• TASK DETAILS:
A verbatim transcription of the listing below is required, without its pictures.
(DATA SUPPLIED begins)
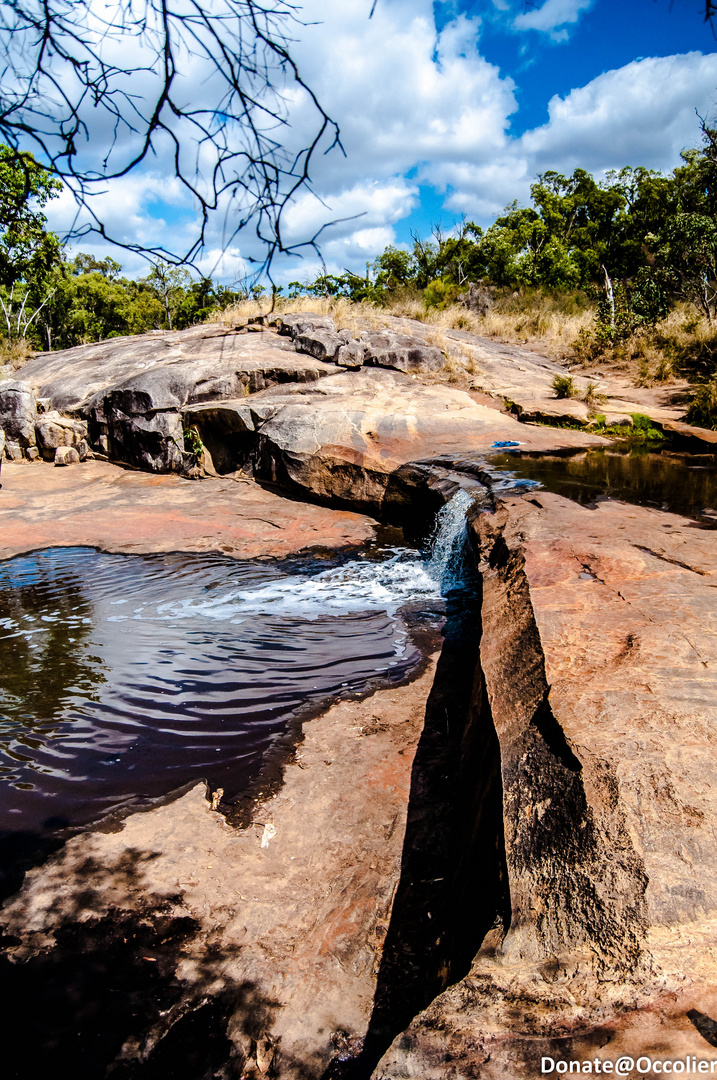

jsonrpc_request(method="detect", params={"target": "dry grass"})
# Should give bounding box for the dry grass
[571,305,716,386]
[215,294,715,391]
[0,337,36,379]
[217,293,592,359]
(DATA SUPPLIED ends)
• SOLUTION TO THIS TASK:
jsonrpc_request(method="detect", params={"target": "dry grass"})
# Should give bounding box for the dry grass
[571,305,716,386]
[215,294,715,391]
[0,337,36,379]
[217,293,592,359]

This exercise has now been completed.